EXERCISE PROMPT: "Target: large conifer tree" appears in one line of the listing below; retype that line and every later line exactly, stopping at the end, and nothing else.

INPUT:
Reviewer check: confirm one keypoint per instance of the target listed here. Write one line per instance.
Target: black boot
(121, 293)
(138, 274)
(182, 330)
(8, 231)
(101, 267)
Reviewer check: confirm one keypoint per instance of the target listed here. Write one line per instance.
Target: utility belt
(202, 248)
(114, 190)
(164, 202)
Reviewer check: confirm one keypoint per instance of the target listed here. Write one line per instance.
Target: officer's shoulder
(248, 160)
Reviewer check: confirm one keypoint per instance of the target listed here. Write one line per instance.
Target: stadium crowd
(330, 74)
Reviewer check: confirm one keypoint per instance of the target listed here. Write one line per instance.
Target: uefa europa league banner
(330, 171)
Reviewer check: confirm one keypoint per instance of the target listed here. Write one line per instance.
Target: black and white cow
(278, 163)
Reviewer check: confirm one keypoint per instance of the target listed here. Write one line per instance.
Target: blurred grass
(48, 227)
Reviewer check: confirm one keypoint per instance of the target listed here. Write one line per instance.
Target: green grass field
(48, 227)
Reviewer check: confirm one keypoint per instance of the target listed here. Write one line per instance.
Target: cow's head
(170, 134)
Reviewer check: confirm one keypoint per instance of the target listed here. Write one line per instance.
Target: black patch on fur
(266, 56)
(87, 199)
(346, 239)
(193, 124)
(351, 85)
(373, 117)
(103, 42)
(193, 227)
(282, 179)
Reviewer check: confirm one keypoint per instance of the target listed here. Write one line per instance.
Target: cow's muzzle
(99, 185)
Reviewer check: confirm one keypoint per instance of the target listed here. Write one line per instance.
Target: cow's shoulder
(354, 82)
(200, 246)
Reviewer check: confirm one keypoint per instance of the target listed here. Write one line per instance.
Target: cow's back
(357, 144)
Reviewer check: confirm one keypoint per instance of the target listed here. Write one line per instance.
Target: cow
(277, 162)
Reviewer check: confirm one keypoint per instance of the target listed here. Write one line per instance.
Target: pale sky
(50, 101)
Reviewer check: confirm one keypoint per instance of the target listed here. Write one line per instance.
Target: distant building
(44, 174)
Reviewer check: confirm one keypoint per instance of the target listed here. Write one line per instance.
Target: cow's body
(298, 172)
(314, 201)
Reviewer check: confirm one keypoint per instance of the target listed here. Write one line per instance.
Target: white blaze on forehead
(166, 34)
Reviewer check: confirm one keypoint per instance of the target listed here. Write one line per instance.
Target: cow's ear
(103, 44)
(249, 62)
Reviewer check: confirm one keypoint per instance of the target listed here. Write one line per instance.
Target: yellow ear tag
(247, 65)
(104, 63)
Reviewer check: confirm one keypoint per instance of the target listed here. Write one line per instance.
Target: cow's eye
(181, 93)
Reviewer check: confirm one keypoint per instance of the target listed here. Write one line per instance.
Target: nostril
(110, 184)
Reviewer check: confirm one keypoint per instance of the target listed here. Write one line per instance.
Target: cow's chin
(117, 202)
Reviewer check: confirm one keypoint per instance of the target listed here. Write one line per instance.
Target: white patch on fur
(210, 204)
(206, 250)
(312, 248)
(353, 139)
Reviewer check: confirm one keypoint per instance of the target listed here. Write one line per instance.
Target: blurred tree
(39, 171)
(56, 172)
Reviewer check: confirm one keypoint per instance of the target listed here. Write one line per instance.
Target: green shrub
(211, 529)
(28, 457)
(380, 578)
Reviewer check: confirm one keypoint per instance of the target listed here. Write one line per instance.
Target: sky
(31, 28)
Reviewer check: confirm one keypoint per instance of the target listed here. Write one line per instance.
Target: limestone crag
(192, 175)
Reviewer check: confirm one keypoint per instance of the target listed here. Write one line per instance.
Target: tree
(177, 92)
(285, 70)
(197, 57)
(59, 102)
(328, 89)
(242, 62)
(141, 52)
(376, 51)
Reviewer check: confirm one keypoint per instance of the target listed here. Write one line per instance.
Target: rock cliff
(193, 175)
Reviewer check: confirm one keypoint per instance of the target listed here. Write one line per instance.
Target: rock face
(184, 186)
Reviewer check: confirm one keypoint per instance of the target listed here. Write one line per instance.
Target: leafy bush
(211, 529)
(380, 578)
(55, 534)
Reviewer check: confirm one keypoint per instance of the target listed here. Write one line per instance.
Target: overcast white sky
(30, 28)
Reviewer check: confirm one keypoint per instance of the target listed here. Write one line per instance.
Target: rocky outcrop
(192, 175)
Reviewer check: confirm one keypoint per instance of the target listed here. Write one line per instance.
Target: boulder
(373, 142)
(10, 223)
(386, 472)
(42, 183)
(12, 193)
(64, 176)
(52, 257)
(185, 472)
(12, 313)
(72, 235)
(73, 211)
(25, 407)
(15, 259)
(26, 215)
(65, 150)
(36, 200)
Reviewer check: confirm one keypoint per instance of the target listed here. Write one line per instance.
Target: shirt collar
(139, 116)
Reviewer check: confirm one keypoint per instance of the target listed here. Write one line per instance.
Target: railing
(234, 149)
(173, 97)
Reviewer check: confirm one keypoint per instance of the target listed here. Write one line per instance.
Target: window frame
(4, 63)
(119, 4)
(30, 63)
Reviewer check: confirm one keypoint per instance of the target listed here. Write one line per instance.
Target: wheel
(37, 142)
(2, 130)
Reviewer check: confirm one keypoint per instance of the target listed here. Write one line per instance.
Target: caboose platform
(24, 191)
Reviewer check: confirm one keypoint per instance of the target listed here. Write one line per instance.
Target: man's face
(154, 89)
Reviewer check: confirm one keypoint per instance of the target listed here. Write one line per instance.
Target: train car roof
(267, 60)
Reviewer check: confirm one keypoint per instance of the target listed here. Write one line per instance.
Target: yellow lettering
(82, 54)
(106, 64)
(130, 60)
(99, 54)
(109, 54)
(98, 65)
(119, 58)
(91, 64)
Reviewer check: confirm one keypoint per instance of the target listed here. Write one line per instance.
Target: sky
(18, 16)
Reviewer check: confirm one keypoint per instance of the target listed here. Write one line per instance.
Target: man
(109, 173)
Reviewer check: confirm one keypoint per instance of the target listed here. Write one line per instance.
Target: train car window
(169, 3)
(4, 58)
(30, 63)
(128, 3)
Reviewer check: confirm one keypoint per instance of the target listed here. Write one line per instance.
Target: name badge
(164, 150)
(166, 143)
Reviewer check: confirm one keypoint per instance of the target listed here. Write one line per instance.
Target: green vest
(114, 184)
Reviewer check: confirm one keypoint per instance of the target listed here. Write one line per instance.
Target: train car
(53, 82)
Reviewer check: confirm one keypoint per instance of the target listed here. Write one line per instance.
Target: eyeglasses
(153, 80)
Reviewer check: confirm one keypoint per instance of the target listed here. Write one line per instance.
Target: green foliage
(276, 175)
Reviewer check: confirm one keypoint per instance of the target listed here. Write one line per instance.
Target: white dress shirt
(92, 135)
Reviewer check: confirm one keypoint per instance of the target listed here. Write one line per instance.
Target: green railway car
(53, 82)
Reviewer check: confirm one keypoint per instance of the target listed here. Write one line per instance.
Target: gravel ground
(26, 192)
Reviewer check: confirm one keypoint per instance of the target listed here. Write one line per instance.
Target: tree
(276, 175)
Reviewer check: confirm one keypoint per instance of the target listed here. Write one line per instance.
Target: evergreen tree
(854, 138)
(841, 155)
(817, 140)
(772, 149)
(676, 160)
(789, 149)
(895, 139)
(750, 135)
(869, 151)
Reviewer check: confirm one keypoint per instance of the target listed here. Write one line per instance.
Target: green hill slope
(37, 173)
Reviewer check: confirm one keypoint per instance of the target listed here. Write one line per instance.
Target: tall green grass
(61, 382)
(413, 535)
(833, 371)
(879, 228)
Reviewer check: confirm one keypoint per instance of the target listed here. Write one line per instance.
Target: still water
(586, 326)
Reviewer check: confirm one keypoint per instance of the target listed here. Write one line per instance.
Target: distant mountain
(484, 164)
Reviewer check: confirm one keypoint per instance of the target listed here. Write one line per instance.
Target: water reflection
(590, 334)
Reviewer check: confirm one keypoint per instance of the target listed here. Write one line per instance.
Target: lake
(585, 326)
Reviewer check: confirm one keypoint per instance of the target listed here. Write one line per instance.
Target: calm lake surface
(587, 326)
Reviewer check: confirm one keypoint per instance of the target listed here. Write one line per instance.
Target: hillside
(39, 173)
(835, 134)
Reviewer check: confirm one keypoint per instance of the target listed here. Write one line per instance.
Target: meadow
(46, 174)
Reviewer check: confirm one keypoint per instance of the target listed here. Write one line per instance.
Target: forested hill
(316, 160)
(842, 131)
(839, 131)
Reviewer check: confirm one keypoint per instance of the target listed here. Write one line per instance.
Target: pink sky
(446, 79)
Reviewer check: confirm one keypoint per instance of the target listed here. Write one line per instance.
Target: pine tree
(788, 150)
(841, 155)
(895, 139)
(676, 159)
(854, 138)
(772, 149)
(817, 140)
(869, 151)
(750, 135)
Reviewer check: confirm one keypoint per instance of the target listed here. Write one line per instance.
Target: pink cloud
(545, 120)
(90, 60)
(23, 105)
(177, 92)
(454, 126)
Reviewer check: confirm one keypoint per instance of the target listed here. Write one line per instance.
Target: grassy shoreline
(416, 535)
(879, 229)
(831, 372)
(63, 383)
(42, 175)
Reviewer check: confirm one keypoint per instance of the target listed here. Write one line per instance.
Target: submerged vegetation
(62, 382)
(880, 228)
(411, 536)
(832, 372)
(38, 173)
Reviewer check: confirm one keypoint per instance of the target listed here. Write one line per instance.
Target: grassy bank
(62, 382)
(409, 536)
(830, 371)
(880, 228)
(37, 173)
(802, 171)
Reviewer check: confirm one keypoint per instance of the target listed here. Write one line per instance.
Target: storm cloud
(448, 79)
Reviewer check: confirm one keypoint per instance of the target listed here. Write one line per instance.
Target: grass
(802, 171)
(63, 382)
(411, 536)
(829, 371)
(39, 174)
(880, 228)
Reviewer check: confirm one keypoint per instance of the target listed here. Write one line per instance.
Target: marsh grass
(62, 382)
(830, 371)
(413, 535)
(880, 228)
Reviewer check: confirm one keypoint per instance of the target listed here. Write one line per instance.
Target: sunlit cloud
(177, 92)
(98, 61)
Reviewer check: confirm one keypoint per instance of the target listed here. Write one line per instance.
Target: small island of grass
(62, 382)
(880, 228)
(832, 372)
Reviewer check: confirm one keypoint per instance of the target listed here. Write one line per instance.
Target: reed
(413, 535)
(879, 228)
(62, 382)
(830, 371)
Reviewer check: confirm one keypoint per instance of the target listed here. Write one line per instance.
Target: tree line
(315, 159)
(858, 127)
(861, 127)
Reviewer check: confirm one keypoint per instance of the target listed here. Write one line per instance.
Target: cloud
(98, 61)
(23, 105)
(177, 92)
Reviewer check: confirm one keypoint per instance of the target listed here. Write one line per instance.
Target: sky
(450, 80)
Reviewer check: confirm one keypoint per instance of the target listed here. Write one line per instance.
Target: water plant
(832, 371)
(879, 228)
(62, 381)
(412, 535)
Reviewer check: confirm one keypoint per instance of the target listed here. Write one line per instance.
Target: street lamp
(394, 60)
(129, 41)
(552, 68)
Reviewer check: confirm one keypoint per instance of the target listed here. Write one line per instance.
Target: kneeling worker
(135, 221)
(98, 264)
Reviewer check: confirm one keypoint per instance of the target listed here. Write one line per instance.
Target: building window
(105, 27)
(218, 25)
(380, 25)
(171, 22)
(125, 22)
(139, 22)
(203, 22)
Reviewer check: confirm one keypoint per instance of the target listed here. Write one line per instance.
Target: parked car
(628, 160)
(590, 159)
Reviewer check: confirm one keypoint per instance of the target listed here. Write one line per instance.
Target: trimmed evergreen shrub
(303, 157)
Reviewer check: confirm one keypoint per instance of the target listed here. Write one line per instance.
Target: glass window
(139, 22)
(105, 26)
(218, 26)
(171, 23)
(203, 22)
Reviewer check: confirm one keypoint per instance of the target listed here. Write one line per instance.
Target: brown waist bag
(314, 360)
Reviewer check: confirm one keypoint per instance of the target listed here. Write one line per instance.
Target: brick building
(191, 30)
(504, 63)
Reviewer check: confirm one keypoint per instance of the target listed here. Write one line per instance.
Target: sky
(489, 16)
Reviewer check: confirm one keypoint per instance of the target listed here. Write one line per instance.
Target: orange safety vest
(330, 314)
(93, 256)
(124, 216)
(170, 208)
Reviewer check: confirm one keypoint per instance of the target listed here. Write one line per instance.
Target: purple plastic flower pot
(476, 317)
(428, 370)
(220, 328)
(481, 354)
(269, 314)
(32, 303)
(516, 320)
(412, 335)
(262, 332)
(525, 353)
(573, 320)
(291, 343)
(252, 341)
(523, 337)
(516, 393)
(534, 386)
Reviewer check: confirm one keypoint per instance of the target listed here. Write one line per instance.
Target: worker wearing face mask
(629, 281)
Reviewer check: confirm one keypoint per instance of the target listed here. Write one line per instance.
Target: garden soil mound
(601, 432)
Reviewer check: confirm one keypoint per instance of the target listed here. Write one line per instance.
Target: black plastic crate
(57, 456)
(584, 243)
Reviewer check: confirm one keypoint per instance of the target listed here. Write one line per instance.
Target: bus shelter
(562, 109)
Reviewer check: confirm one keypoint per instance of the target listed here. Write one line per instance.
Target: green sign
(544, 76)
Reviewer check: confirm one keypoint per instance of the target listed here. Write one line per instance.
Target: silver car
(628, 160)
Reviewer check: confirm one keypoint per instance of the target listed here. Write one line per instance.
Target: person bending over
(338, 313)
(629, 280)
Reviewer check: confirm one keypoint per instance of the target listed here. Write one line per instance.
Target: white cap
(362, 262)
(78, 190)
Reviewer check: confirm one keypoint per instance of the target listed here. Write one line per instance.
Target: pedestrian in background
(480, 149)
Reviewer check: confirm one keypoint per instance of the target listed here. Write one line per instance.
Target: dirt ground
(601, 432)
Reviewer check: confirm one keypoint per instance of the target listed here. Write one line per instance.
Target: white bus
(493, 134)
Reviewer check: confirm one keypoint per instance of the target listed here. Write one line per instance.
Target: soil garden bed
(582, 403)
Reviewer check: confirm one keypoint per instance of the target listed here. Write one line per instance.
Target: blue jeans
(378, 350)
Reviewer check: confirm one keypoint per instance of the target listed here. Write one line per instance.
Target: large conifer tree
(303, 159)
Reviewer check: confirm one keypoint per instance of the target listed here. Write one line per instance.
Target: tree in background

EXERCISE OUTPUT:
Target: large conifer tree
(303, 159)
Reviewer check: confirm one keypoint per instance of the target listed here. Write one line per instance.
Target: tree in background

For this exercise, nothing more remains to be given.